### Supplied passage
Momooreoluwa Oshinaike ’25
Contributor

On February 15th, OpenAI revealed its latest product: Sora. The official OpenAI X (formerly Twitter) account posted the following: “Introducing Sora, our text-to-video model. Sora can create videos of up to 60 seconds featuring highly detailed scenes, complex camera motion, and multiple characters with vibrant emotions.” Along with this reveal, OpenAI released numerous videos created by the model.
A few months prior, AI-generated videos were unconvincing and easy to separate from real videos. However, the videos created by Sora contain hyper-realistic and stylized depictions of people, vehicles, and animals. Sora can object permanence, meaning objects temporarily hidden from view by another object passing in front of them do not permanently vanish, but instead reappear on the other side. Sora has also demonstrated the ability to capture multiple shots and angles of a subject, even creating cinematic cuts when prompted.
Currently, Sora is not publicly available, but the videos and the prompts used to create them are. The prompts show that Sora has a significant understanding of language, as it can easily create specific objects, specific styles, specific settings, and even specific emotions.
Open AI has noted that the model is far from perfect: “It may struggle with accurately simulating the physics of a complex scene and may not understand specific instances of cause and effect”. Many oddities generated by the model have been revealed, such as a man running on a treadmill backward and a chair appearing from thin air. OpenAI has also made statements regarding safety. They indicated that they would be working with experts in “areas like misinformation, hateful content, and bias” to test the model. They will be taking several measures to halt prompts that might contain content like “extreme violence, sexual and hateful imagery, celebrity likeness, or the intellectual property of others.”
There are still some ways to tell Sora-generated and real videos apart. The model still suffers the same pitfalls other generative AI models do. Signs, text, hands, and close views of subjects are occasionally inconsistent or outright wrong. Ultimately, if you were to look at a video generated by Sora for long enough, there will inevitably be a detail that gives it away.
When Sora is released to the public, it may become impossible to distinguish reality from fiction, especially for those susceptible to media manipulation, such as children or the elderly. A myriad of questions and concerns will be raised by the sudden advancement in AI technology, such as: what would happen if safety measures were breached? Or, how does OpenAI guarantee consent for every video Sora was trained on? Perhaps most importantly, will this be worth all the harm it could cause?
######
— Exercise objective —
Return the part of the Sora article that begins with the words "When Sora is" and ends after "it could cause?", copied exactly. The entries have no connection to the Sora article.
### Excerpted records
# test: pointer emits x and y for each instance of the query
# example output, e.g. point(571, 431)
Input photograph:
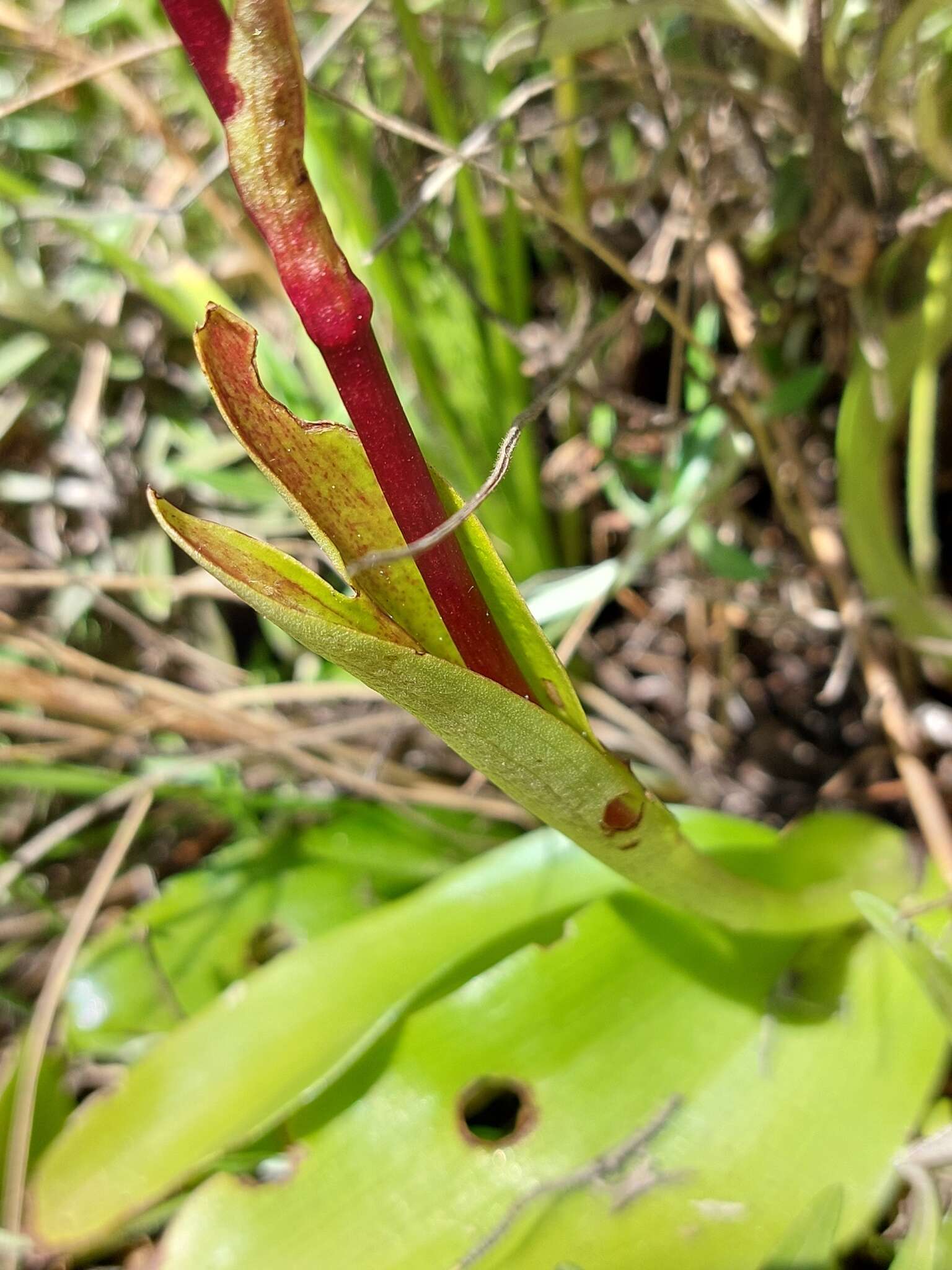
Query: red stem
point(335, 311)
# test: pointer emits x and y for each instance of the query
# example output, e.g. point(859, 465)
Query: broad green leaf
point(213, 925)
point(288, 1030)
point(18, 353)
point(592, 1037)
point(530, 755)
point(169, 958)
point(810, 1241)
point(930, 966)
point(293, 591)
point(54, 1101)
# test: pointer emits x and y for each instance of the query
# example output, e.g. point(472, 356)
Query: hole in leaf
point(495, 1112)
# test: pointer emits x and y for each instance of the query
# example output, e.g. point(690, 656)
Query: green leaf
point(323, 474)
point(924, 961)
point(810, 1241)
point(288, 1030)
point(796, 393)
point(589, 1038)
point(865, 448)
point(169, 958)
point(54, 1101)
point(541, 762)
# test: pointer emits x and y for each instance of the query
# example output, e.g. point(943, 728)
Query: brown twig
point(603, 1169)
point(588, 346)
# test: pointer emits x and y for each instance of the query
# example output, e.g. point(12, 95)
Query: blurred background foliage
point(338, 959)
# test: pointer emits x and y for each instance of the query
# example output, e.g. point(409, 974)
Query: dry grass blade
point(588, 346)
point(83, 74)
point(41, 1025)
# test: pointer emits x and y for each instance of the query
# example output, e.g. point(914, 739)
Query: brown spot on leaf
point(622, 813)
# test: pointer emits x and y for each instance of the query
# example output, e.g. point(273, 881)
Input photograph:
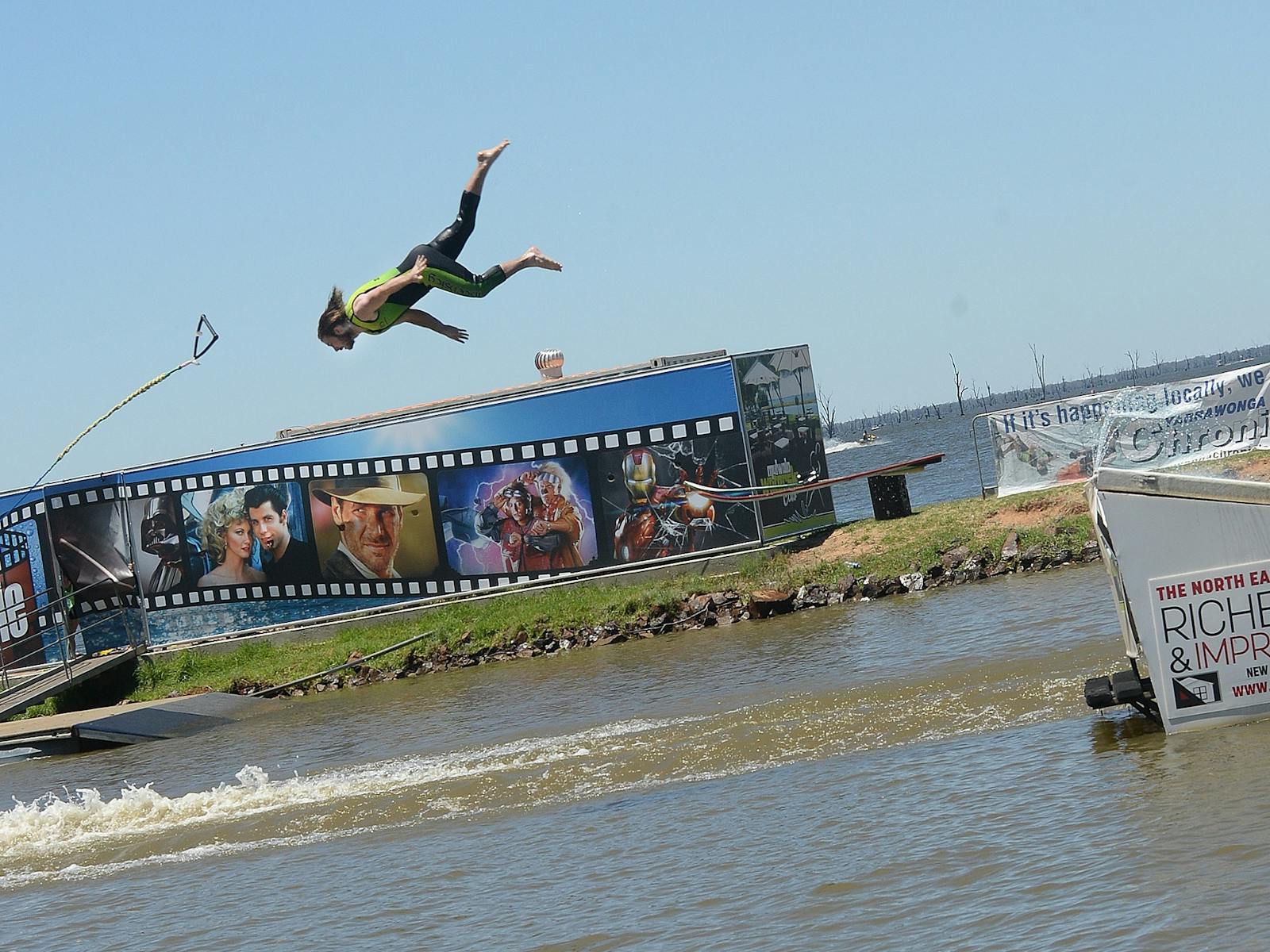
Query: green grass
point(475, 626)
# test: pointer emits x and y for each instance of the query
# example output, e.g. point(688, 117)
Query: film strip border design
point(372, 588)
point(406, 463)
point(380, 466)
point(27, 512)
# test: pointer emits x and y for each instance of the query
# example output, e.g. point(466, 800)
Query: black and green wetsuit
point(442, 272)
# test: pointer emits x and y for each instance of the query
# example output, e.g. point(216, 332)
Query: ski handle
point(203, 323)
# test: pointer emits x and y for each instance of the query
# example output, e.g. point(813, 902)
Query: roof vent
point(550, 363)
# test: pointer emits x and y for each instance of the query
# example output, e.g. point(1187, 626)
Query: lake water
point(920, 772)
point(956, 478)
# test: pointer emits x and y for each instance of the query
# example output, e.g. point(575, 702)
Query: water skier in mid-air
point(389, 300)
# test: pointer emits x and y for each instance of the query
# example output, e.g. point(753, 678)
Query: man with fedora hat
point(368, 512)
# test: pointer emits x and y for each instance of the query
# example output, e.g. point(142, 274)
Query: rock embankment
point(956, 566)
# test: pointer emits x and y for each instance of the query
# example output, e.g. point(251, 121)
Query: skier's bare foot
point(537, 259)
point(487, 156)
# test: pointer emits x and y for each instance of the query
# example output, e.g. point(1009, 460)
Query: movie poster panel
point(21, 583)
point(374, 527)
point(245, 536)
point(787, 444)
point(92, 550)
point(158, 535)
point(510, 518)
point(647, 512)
######
### Excerpted records
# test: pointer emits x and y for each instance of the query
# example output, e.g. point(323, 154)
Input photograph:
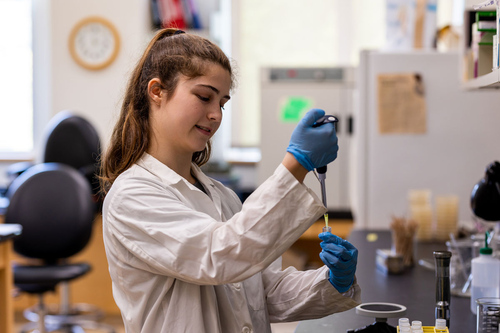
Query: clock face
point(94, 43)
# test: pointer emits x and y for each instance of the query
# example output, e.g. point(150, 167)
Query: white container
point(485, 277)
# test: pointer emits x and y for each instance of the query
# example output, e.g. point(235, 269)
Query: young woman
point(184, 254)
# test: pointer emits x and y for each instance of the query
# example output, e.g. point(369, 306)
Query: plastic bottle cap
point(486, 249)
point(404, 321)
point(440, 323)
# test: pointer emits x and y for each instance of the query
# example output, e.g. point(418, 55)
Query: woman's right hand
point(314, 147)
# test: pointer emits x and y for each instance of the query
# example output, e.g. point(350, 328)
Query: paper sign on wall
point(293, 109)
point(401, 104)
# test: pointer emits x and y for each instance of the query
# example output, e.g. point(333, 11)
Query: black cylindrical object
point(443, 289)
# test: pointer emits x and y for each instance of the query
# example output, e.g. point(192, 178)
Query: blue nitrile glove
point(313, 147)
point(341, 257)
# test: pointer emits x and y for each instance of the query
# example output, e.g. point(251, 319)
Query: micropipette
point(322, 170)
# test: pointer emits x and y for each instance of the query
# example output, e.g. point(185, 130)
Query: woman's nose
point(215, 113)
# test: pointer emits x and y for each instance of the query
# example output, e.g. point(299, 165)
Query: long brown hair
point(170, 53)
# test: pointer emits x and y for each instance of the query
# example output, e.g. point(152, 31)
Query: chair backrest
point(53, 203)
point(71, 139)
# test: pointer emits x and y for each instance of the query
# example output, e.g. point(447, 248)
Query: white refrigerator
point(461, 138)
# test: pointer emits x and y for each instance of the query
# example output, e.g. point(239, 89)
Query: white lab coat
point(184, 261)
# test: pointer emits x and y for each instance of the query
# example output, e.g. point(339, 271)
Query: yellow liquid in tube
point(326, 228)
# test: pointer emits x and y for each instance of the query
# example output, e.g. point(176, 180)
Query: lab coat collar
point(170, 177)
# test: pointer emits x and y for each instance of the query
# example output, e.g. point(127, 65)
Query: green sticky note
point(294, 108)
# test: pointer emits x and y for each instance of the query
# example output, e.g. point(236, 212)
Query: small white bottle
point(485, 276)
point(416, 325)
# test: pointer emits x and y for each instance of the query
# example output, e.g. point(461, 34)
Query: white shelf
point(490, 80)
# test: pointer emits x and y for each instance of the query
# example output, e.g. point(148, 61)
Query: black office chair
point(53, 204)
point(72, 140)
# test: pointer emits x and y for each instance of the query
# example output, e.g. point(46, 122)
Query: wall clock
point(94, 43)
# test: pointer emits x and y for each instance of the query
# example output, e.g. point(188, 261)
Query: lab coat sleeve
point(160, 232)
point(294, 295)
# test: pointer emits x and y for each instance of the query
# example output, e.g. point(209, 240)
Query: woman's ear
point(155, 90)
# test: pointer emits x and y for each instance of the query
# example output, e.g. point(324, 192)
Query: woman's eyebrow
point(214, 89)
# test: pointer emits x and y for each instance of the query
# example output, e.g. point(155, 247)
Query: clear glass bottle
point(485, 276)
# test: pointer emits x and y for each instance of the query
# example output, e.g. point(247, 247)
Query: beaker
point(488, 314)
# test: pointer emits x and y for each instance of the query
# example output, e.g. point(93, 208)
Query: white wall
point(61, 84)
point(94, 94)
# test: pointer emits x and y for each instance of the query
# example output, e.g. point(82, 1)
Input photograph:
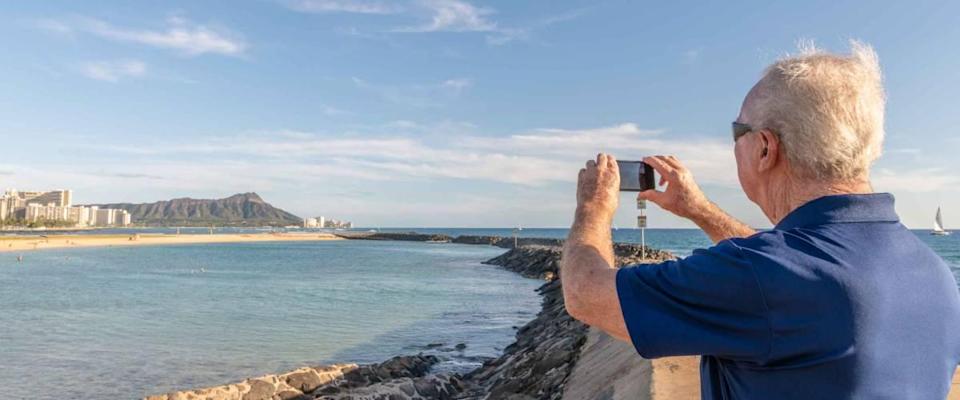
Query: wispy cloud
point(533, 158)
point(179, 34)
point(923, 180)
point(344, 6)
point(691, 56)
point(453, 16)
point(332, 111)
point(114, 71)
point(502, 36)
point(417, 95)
######
### Excerpted records
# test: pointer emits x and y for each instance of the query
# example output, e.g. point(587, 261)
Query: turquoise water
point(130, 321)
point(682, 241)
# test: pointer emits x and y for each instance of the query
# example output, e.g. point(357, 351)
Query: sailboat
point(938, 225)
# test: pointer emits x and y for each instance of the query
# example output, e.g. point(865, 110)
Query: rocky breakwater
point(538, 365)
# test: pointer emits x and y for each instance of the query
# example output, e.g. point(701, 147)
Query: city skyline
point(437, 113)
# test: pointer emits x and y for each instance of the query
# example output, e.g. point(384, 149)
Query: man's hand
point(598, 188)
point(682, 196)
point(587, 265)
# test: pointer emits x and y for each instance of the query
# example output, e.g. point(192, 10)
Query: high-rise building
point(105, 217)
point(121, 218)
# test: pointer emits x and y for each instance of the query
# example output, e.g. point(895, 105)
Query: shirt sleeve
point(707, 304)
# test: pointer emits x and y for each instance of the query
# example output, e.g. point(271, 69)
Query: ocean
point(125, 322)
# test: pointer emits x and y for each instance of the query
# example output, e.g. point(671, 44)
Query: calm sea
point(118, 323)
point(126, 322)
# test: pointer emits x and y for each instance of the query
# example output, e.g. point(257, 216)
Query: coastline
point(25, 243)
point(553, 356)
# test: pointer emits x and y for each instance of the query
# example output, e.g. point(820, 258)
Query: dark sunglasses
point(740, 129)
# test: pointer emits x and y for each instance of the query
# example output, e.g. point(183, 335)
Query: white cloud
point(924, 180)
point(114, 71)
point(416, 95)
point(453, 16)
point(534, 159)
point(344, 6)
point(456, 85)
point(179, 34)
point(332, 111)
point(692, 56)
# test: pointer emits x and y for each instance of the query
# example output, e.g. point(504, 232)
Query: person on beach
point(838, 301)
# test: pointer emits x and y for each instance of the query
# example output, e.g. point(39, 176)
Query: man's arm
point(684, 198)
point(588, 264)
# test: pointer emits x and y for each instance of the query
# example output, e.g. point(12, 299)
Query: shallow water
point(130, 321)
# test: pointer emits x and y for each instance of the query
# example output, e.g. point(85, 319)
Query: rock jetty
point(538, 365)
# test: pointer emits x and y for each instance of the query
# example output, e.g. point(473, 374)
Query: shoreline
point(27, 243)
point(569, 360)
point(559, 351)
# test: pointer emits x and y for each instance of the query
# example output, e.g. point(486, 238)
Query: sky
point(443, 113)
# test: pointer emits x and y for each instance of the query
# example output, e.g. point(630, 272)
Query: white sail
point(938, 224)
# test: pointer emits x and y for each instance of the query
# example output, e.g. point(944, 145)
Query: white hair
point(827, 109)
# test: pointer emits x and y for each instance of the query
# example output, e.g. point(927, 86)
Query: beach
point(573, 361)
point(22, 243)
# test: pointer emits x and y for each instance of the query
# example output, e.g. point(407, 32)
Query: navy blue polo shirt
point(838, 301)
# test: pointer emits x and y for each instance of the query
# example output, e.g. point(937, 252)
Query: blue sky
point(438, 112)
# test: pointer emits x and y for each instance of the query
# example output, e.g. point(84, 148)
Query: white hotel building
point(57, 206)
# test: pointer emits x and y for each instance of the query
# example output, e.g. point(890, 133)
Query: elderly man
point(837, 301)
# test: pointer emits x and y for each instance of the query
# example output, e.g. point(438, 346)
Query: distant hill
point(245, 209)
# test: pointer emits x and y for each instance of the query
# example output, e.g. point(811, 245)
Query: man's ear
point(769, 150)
######
— Answer to the problem —
When Sora is released to the public, it may become impossible to distinguish reality from fiction, especially for those susceptible to media manipulation, such as children or the elderly. A myriad of questions and concerns will be raised by the sudden advancement in AI technology, such as: what would happen if safety measures were breached? Or, how does OpenAI guarantee consent for every video Sora was trained on? Perhaps most importantly, will this be worth all the harm it could cause?